— Start Listed records —
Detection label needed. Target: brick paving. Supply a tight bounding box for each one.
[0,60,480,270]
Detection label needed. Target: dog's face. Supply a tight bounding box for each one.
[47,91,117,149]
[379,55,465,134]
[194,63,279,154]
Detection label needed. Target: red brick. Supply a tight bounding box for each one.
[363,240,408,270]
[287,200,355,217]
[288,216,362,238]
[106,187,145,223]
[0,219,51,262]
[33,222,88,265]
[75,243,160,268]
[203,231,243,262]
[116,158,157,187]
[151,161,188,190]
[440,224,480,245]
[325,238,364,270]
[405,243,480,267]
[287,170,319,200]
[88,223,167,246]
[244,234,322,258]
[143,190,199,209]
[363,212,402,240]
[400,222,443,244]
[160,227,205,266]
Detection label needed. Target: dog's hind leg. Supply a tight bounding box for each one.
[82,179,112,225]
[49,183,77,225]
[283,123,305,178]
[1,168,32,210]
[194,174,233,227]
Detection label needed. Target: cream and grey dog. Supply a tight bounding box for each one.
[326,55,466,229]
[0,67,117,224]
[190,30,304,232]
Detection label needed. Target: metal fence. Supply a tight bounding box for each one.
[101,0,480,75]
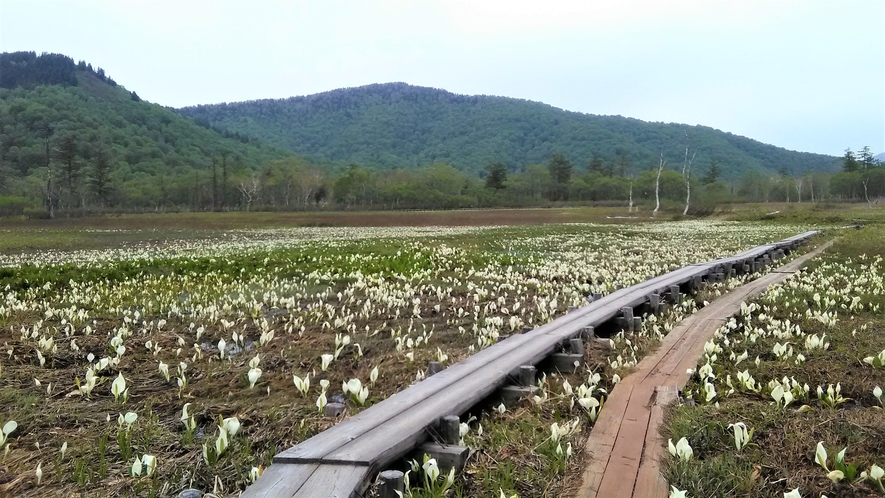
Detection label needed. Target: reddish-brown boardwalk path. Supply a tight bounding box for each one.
[575,241,832,498]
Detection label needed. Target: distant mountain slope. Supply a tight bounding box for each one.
[0,52,291,209]
[179,83,839,178]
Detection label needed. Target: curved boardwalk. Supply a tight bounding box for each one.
[575,241,832,498]
[243,231,817,498]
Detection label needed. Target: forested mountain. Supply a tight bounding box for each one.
[179,83,839,179]
[0,52,291,214]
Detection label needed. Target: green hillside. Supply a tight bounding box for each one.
[179,83,839,178]
[0,52,291,214]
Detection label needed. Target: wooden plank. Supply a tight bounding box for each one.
[581,384,633,496]
[242,464,317,498]
[250,233,820,497]
[293,465,369,498]
[633,386,678,497]
[576,237,828,498]
[596,384,654,496]
[274,269,698,465]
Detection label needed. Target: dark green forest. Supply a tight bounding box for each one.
[179,83,839,179]
[0,52,885,217]
[0,52,291,216]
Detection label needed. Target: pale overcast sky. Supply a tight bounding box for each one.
[0,0,885,155]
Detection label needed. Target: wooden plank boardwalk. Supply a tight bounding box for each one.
[243,231,817,498]
[575,237,832,498]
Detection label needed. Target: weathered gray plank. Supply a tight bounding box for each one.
[244,231,817,497]
[294,465,369,498]
[243,464,318,498]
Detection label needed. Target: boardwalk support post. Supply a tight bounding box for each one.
[439,415,461,444]
[378,470,406,498]
[427,361,446,377]
[493,365,538,406]
[326,403,344,418]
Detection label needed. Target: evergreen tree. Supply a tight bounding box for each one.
[58,133,80,205]
[547,152,572,201]
[701,159,721,185]
[89,142,111,207]
[587,153,604,174]
[486,162,507,190]
[842,148,858,173]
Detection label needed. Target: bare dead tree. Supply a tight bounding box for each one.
[627,175,633,213]
[237,173,261,211]
[682,139,698,216]
[652,150,666,216]
[863,177,873,208]
[295,168,324,208]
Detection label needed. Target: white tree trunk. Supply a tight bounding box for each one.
[652,151,664,216]
[682,145,697,216]
[863,177,873,208]
[627,178,633,213]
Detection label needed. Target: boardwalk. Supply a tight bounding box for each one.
[243,231,817,498]
[575,242,832,498]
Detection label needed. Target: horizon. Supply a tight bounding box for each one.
[0,0,885,156]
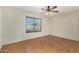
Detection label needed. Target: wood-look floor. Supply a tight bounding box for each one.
[2,35,79,53]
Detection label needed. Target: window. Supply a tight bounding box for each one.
[26,17,41,33]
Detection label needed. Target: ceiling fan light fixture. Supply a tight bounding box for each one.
[46,12,52,15]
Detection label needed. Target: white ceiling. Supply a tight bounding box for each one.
[16,6,79,15]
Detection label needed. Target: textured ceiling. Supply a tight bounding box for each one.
[16,6,79,15]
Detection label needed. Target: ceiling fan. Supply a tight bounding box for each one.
[42,6,59,15]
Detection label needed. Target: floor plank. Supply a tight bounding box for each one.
[2,35,79,53]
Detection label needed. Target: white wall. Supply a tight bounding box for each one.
[51,11,79,41]
[2,7,49,45]
[0,6,2,49]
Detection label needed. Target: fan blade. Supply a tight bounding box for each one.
[52,6,57,9]
[41,8,46,10]
[52,11,59,12]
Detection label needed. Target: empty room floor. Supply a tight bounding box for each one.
[2,35,79,53]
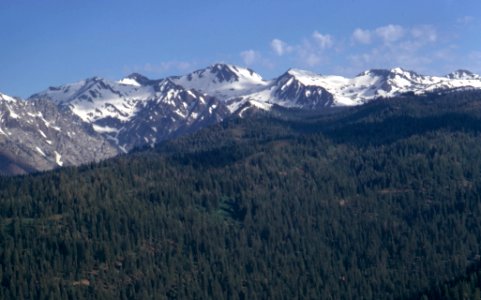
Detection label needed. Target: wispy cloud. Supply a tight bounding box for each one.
[236,22,472,75]
[352,28,372,45]
[375,24,405,44]
[124,60,196,75]
[312,31,334,49]
[456,16,475,25]
[271,39,293,56]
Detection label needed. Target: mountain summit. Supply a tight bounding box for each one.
[0,63,481,174]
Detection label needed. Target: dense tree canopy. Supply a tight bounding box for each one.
[0,92,481,299]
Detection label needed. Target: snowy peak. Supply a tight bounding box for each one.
[171,64,268,101]
[0,93,16,102]
[187,64,262,83]
[446,69,481,80]
[118,73,152,87]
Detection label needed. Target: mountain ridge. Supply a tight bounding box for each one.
[0,63,481,174]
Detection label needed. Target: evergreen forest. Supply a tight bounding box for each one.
[0,91,481,299]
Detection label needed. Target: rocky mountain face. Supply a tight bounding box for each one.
[0,64,481,174]
[0,95,119,175]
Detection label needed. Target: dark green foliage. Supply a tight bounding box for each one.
[0,92,481,299]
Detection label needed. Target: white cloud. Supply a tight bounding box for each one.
[456,16,475,25]
[352,28,371,44]
[271,39,293,56]
[139,61,194,74]
[375,24,405,44]
[240,49,261,66]
[312,31,334,49]
[411,25,438,43]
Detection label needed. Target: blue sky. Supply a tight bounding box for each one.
[0,0,481,97]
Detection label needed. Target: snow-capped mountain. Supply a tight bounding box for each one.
[0,64,481,174]
[29,74,228,152]
[0,94,119,174]
[171,64,268,102]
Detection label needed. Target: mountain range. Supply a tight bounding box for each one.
[0,64,481,175]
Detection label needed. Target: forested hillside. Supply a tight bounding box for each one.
[0,92,481,299]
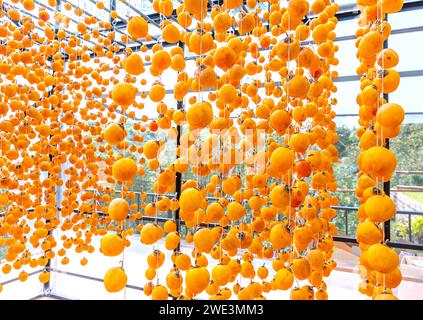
— End Listed records —
→ **Task brief**
Rewrite every line between the line containing "Detection label needed. Target: distant" and the line containing "[274,269,698,465]", inclusive, and keep the requests unchanged. Multiply each box coordinate by 2.1 and round to the nearest whole number, with halves rounded up.

→ **Output**
Detection label needed. Target: distant mountain slope. Supply a tight bounding box for each one.
[0,109,611,439]
[376,174,1762,374]
Detection label needed. Target: curved boardwalk. Supply a tight bounding box for each one.
[1208,506,1747,1046]
[510,485,1716,1046]
Detection label needed. Target: forested mountain. Supply a tight bounding box for each one.
[376,174,1762,376]
[0,109,611,449]
Detection label needed. Target: green hillside. Supply a tight bounding box for each one.
[376,174,1762,374]
[0,109,611,449]
Detection label needed. Target: wooden plank. Supply a tight bounding box for each one.
[1220,806,1329,1042]
[508,974,666,1046]
[525,489,1722,1044]
[615,977,775,1046]
[1329,811,1424,1044]
[1210,498,1739,1046]
[1252,806,1373,1042]
[575,565,1466,977]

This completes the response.